### How to complete this task
Every picture should be left out, but the lines below must be repeated exactly.
- Opening Delimiter -
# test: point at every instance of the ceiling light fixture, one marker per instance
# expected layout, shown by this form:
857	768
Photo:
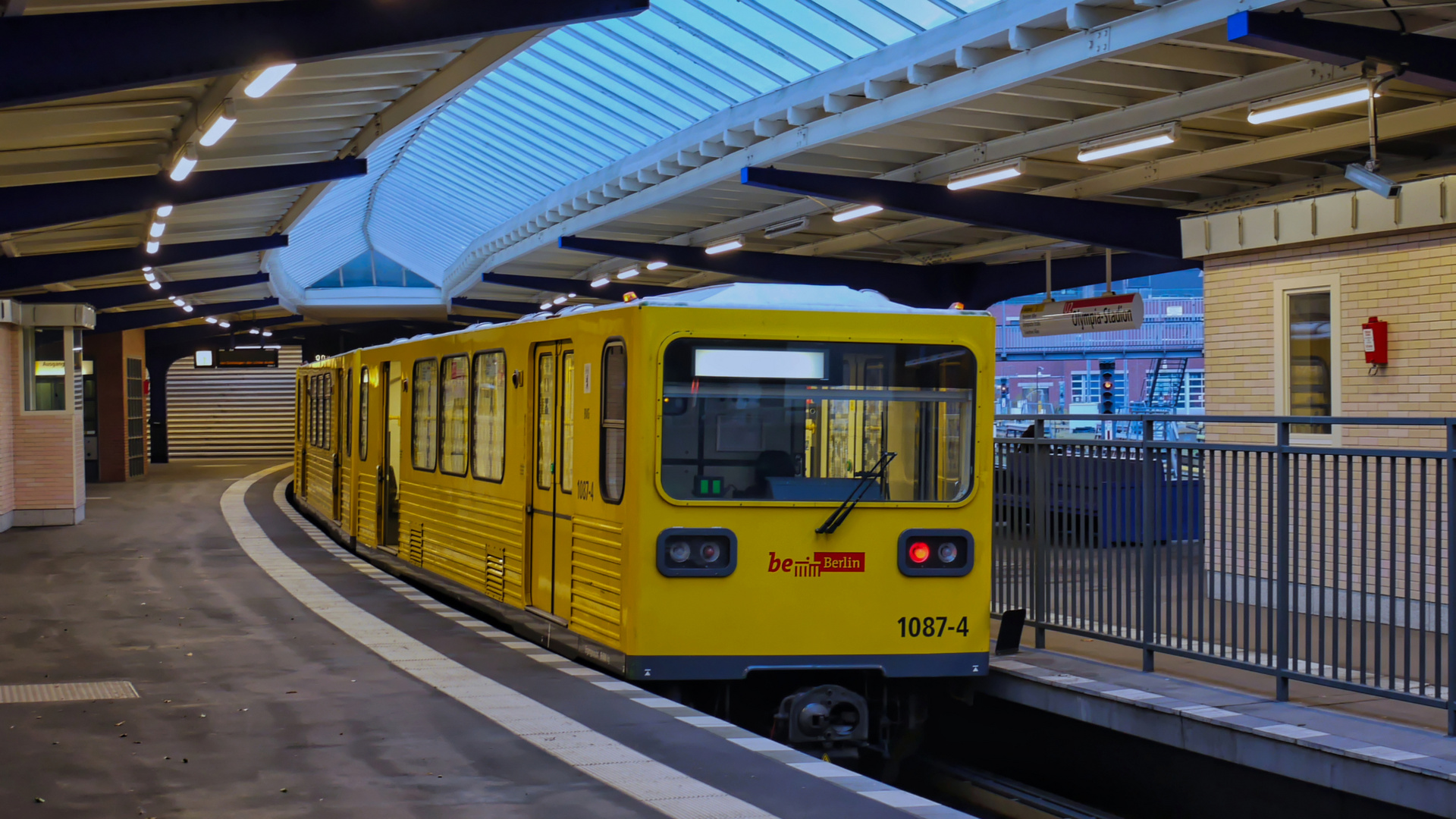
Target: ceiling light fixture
855	212
184	164
1130	142
724	245
221	123
987	174
1308	102
270	76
- Closing Delimiter -
### Output
# test: point at every instance of the ceiling light fixture, one marker per instance
# expected layout, shown by this form:
857	768
Photo:
Target: ceiling light fixture
855	212
184	164
1130	142
724	245
221	123
987	174
1308	102
270	76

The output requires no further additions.